VMware Workstation Pro (known as VMware Workstation until release of VMware Workstation 12 in 2015) is a hosted (Type 2) hypervisor that runs on x64 versions of Windows and Linux operating systems (an x86-32 version of earlier releases was available); it enables users to set up virtual machines (VMs) on a single physical machine and use them simultaneously along with the host machine. Each virtual machine can execute its own operating system, including versions of Microsoft Windows, Linux, BSD, and MS-DOS. VMware Workstation is developed and sold by VMware, Inc. There is a free-of-charge version, VMware Workstation Player (known as VMware Player until release of VMware Workstation 12 in 2015), for non-commercial use. An operating systems license is needed to use proprietary ones such as Windows. Ready-made Linux VMs set up for different purposes are available from several sources.

VMware Workstation supports bridging existing host network adapters and sharing physical disk drives and USB devices with a virtual machine. It can simulate disk drives; an ISO image file can be mounted as a virtual optical disc drive, and virtual hard disk drives are implemented as .vmdk files.

VMware Workstation Pro can save the state of a virtual machine (a "snapshot") at any instant. These snapshots can later be restored, effectively returning the virtual machine to the saved state, as it was and free from any post-snapshot damage to the VM.

VMware Workstation includes the ability to group multiple virtual machines in an inventory folder. The machines in such a folder can then be powered on and powered off as a single object, useful for testing complex client-server environments.

2016 company changes and future development
VMware Workstation versions 12.0.0, 12.0.1, and 12.1.0 were released at intervals of about two months in 2015. In January 2016 the entire development team behind VMware Workstation and Fusion was disbanded and all US developers were immediately fired. The company said that "the restructuring activities will not impact the existence of any current product lines", that "roles and responsibilities associated with particular businesses will be moved to other regions and office locations", and that investment would continue "with emphasis on our growth products". The future of Workstation and Fusion became uncertain. On 24 April 2016 maintenance release 12.1.1 was released. In September, same year, the company announced that "we’re very much alive and well". Consequently, on September 13 Workstation 12.5 and Fusion 8.5 were released as free upgrades which added support for Windows 10 Anniversary edition and Windows Server 2016. Since then versions 14 (in 2017, skipping number 13), 15 (in 2018) and 16 (in 2020) were released.

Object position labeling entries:
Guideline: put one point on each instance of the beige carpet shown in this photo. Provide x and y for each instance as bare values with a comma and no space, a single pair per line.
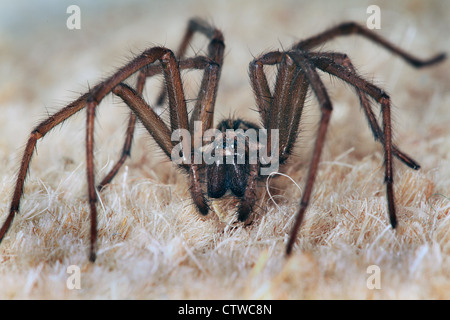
152,244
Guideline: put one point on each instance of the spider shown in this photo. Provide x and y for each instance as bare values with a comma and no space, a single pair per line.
280,110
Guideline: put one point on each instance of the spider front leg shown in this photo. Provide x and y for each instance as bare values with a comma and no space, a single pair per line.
91,100
308,69
215,53
350,28
328,65
343,60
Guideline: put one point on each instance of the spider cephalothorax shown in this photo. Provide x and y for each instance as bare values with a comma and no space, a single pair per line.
236,161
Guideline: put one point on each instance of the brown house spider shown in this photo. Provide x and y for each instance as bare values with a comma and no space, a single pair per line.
280,110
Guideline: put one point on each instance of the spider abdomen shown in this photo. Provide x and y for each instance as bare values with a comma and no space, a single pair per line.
222,177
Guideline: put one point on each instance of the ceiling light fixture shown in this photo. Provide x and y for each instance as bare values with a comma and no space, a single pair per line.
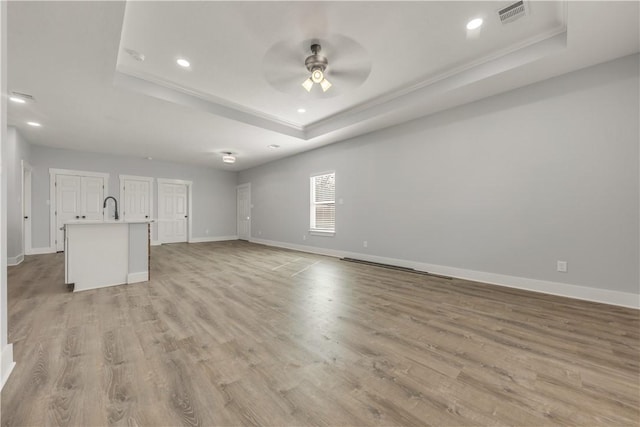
474,24
228,157
316,64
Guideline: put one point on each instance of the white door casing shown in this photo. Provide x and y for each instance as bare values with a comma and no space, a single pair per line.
243,210
174,206
74,195
91,197
26,207
136,197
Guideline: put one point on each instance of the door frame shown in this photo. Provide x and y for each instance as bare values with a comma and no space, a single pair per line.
27,171
189,185
148,179
52,197
248,187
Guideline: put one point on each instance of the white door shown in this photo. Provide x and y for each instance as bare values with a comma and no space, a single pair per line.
77,198
172,212
243,209
68,189
136,199
26,208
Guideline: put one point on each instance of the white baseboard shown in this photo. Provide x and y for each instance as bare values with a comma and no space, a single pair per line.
606,296
6,364
15,260
212,239
141,276
40,251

» Set exercise 1
Gather each line of the rows that contains the word "light" and copy those lines.
» Set exercise 2
Extend the text on VMware Workstation, picking up after its final sentence.

» Exercise result 1
Guideline: put one point on each instance of the ceiling light fixture shown in this photo. Provide x and y for each instance as bare values with a comma and no space, a single pair per line.

» Exercise result 2
Version history

Host OS support

Variants
There was a free VMware Player distinct from Workstation, with similar but reduced functionality, until VMware Player v7, Workstation v11. In 2015 the two packages were combined as VMware Workstation 12, with a free VMware Workstation Player version which, on purchase of a player license key granted commercial use. However, purchase of a pro license key became the higher specification VMware Workstation Pro. VMware Workstation Player, like VMware Player before it, is free of charge for non-commercial use, or for distribution or other use by written agreement. Workstation Pro is also available for download for a 30 day free trial period, and is easily confused with Workstation Player, which is an unlimited-time restricted-functionality version.
 VMware Workstation Player (formerly known as Player Pro), free for non-commercial use; a license may be purchased for commercial use, also providing eligibility for paid support.
 VMware Workstation Pro, available for a 30-day free trial before purchase but distinct from the permanently free version.

The features of the versions are compared on the VMware web site.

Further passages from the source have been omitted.